> [JOB]
Recast the part of the material that opens with the line containing "Do you see any white cloud" and closes with the line containing "[0,125,202,169]" as a Markdown table. Use the columns Row and Line, number each line, and leave out blank lines.

(Stored items)
○ ○ ○
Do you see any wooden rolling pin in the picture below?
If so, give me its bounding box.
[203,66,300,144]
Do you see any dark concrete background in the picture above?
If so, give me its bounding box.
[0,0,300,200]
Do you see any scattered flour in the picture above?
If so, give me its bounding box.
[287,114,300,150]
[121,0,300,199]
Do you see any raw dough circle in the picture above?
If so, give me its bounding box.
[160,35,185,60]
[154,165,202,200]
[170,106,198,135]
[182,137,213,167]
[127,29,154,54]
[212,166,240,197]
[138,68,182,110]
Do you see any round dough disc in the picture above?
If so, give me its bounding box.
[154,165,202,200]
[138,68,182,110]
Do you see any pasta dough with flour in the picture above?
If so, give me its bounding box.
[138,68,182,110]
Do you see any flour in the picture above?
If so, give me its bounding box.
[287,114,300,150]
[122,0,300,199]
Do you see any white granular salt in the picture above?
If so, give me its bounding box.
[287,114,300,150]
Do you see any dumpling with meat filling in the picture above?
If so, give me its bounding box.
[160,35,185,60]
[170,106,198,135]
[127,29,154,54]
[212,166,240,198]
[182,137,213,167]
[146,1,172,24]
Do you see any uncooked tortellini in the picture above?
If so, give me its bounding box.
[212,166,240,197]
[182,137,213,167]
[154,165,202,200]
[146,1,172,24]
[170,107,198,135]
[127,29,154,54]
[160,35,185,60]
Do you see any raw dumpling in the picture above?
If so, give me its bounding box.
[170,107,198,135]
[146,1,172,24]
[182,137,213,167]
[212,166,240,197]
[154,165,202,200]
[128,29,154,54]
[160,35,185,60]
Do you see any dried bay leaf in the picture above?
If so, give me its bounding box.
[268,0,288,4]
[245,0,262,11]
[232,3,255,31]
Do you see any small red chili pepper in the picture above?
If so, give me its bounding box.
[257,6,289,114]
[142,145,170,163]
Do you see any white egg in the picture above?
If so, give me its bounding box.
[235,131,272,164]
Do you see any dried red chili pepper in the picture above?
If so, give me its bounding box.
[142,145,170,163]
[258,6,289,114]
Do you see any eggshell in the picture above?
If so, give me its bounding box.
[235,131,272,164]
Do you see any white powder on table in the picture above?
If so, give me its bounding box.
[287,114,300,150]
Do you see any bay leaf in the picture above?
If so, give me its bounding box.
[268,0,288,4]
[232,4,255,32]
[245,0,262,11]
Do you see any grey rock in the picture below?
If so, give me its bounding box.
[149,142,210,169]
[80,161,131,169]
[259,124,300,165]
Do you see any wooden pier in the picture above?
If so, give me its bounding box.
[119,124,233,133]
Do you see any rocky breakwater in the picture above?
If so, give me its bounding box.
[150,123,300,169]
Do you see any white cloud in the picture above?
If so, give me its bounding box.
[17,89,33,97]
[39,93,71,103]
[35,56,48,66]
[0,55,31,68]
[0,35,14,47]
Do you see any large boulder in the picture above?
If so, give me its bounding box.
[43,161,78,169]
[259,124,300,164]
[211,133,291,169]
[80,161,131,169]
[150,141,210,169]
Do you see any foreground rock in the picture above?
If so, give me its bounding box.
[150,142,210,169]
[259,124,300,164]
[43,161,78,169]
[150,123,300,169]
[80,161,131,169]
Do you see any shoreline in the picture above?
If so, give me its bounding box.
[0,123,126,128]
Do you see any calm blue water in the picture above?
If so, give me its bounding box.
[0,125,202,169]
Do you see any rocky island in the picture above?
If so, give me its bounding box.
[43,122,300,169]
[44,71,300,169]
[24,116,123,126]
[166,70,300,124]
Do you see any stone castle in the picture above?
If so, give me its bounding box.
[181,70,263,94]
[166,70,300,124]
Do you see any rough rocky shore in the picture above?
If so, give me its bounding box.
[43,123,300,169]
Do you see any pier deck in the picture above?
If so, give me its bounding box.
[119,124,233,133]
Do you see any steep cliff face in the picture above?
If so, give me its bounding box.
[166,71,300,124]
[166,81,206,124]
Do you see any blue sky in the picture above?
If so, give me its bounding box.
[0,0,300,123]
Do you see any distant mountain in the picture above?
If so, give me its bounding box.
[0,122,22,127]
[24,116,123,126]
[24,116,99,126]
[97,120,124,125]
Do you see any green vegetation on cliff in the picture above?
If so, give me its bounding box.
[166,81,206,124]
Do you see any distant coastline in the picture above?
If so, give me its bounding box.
○ ○ ○
> [TASK ANSWER]
| Row | Line |
|---|---|
| 1 | Do you see any white cloud in the picture above? |
| 2 | If so, give me its bounding box. |
| 3 | [17,89,33,97] |
| 4 | [39,93,71,103] |
| 5 | [35,56,48,66] |
| 6 | [0,55,31,68] |
| 7 | [0,35,14,47] |
| 8 | Do you see any large boulder in the picture above? |
| 9 | If so, give me its bounding box. |
| 10 | [43,161,78,169] |
| 11 | [259,124,300,164] |
| 12 | [211,133,291,169] |
| 13 | [80,161,131,169] |
| 14 | [150,141,210,169] |
| 15 | Do you see any foreground rock in the picture above? |
| 16 | If so, give me its bounding box. |
| 17 | [150,142,210,169] |
| 18 | [259,124,300,164] |
| 19 | [43,161,78,169] |
| 20 | [150,123,300,169] |
| 21 | [80,161,131,169] |
| 22 | Do you see any shoreline in the picture above? |
| 23 | If so, give me its bounding box. |
| 24 | [0,123,126,128] |
| 25 | Do you see any calm blue water in the picture above? |
| 26 | If so, give me its bounding box. |
| 27 | [0,125,202,169] |